TASK PROMPT: Print the complete set of entries exactly.

Entries on locating named things:
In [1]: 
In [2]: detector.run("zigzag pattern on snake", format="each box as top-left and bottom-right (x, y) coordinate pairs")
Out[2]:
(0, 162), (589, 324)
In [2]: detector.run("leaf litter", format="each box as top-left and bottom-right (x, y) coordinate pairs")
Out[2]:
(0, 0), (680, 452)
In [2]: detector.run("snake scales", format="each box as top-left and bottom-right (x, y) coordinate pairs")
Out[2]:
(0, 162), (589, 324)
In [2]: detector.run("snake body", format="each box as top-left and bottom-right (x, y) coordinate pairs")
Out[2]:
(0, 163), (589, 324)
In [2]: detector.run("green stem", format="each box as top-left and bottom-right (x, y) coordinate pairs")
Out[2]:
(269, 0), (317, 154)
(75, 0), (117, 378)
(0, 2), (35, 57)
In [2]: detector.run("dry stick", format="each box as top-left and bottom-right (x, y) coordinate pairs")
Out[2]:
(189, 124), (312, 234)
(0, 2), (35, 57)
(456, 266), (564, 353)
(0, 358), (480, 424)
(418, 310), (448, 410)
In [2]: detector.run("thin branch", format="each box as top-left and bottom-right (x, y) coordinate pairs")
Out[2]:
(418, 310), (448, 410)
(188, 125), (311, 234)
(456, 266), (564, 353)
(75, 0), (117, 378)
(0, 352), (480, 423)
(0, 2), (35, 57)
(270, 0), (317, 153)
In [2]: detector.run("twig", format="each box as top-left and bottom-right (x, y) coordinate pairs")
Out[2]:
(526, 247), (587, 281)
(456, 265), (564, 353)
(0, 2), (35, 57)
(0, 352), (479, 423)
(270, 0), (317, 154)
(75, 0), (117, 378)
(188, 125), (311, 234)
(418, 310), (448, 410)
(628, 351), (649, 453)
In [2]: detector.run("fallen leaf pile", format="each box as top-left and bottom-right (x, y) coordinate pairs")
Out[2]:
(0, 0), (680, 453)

SOLUTION FOR THIS EXERCISE:
In [1]: 
In [2]: detector.run("zigzag pattern on snake", format="each box as top-left and bottom-right (x, y) coordinate pairs")
Out[2]:
(0, 162), (589, 324)
In [2]: detector.run("leaf litter", format="each box as top-left and bottom-right (x, y) coordinate pairs")
Out[2]:
(0, 0), (680, 452)
In [2]: detector.run("snake scales", format="each box as top-left and bottom-right (x, y) coordinate pairs")
Out[2]:
(0, 162), (589, 324)
In [2]: detector.run("snake body", format="each box as top-left and bottom-right (x, y) coordinate pairs")
Out[2]:
(0, 163), (589, 324)
In [2]: detector.run("green stem", format="each box as top-left and bottom-right (x, y) coordinate pairs")
Out[2]:
(269, 0), (317, 154)
(75, 0), (117, 378)
(0, 2), (35, 57)
In [2]: detector.run("dry stick", format="each box as top-left and bottom-right (x, y) coordinate pairs")
Out[2]:
(189, 124), (312, 234)
(0, 2), (35, 57)
(456, 266), (564, 353)
(0, 358), (480, 424)
(418, 310), (448, 410)
In [2]: detector.run("thin branch", format="each box as top-left and bottom-right (x, y) coordinate pairs")
Out[2]:
(418, 310), (448, 410)
(188, 125), (311, 234)
(456, 266), (564, 353)
(75, 0), (117, 378)
(0, 352), (480, 423)
(0, 2), (35, 57)
(270, 0), (317, 153)
In [2]: detector.run("twig", format="each box as top-left and bottom-right (x, y) coordinate pairs")
Out[2]:
(526, 247), (587, 281)
(456, 265), (564, 353)
(0, 2), (35, 57)
(0, 352), (479, 423)
(270, 0), (317, 154)
(75, 0), (117, 378)
(188, 125), (311, 234)
(418, 310), (448, 410)
(628, 351), (649, 453)
In [2]: detector.run("fallen leaf pile", format="each box as top-left and bottom-right (x, y) coordinate pairs")
Out[2]:
(0, 0), (680, 453)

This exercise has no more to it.